[INSTRUCTIONS TO FOLLOW] Edit each of the records by replacing "black sleeve" with "dark sleeve". Leave all other text as it is.

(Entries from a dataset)
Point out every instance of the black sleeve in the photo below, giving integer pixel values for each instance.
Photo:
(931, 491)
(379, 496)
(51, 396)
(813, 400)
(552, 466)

[RESPONSE TO THIS EXERCISE]
Point out every instance of the dark sleeve in the photo below, giving integer pixel values for each instance.
Photo:
(931, 491)
(379, 496)
(51, 396)
(813, 400)
(552, 466)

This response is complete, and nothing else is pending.